Try it: Two lines in the listing below mark the span: one contains "locate the calm water in the photo above" and one contains "locate the chickpea in the photo above". Reproduce both of them and everything between, exactly.

Supplied data section start

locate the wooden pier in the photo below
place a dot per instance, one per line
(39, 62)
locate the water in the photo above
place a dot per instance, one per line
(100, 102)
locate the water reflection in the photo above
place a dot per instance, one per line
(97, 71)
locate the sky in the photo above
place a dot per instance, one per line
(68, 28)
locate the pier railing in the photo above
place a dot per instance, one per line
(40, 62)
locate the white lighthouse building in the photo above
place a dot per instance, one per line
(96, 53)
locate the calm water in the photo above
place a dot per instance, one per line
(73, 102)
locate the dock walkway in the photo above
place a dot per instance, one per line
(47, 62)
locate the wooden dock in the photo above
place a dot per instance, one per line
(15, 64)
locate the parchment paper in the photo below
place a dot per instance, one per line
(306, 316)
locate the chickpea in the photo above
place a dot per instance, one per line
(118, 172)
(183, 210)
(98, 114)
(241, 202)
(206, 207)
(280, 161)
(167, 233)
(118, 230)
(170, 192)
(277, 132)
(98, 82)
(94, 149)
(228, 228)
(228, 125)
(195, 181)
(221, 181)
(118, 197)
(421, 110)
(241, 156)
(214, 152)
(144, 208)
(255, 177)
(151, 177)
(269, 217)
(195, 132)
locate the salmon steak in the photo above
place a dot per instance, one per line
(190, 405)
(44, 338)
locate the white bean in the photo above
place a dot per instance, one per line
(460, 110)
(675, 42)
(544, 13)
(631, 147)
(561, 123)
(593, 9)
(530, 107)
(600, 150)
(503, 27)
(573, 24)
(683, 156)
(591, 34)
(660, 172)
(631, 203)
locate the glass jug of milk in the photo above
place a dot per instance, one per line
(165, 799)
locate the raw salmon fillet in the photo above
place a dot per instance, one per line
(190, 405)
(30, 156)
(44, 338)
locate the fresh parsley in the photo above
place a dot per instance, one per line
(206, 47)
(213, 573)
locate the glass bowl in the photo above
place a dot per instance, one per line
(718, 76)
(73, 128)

Supplied data section end

Solution:
locate the calm water in the photo above
place a dot per instance, one per line
(73, 102)
locate the dock walkway in the photo above
place a dot per instance, one per line
(47, 62)
locate the wooden dock in the photo above
place a dot per instance, one per line
(15, 64)
locate the parchment paper in the photo below
place a dot per instance, one per line
(306, 316)
locate the chickpea in the photo above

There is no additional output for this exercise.